──────── Document ────────
Let’s try to redress this imbalance by adjusting the number of stages and the ‘optimization to walk forward ratio’. We will look at each separately.
Adjusting the ‘optimization to walk forward ratio’
We used a value of 3 above. Let’s instead use 6 to see what affect this has. We obtain the following:
Here, we can clearly see that the ratio of the optimization duration compared with the Cumulative Walk Forward duration has improved. Each optimization epoch is now longer than the cumulative walk forward epoch. In other words, we have started to redress the imbalance. However, given that we will have at least one degree of freedom in the optimization phases, it is almost certain that we will still have an overall imbalance.
Adjusting the number of Stages
First we return to our initial ‘optimization to walk forward ratio’ of 3. Next we vary the number of stages to see what effect that has on the relative statistical significance. Let’s use say, three stages as an example. The WFO looks as follows:
Here we see that the duration of the cumulative walk forward epoch is actually equal to the optimization duration now and so again we have been successful in reducing the imbalance. Again however, given the degrees of freedom issue as mentioned before, we will still have an imbalance.
────────
Write out the passage on walk-forward optimization word for word from "Adjusting the ‘optimization" to "an overall imbalance.". None of the entries are needed here.
──────── Records provided ────────
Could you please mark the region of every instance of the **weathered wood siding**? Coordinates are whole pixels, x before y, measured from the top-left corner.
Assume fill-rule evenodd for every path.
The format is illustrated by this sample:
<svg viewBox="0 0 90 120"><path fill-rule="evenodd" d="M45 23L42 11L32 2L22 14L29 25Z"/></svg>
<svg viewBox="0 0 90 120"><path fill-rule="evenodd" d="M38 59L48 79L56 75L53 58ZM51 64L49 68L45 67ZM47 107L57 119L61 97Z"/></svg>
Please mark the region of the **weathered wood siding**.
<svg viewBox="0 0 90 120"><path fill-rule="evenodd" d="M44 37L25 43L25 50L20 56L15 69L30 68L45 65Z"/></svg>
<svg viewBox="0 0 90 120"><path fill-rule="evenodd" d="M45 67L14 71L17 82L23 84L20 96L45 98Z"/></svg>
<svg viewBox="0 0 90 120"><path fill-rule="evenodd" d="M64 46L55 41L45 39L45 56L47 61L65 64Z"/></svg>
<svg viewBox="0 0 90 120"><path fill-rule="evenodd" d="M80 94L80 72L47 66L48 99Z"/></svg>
────────
**Finished answer**
Adjusting the ‘optimization to walk forward ratio’
We used a value of 3 above. Let’s instead use 6 to see what affect this has. We obtain the following:
Here, we can clearly see that the ratio of the optimization duration compared with the Cumulative Walk Forward duration has improved. Each optimization epoch is now longer than the cumulative walk forward epoch. In other words, we have started to redress the imbalance. However, given that we will have at least one degree of freedom in the optimization phases, it is almost certain that we will still have an overall imbalance.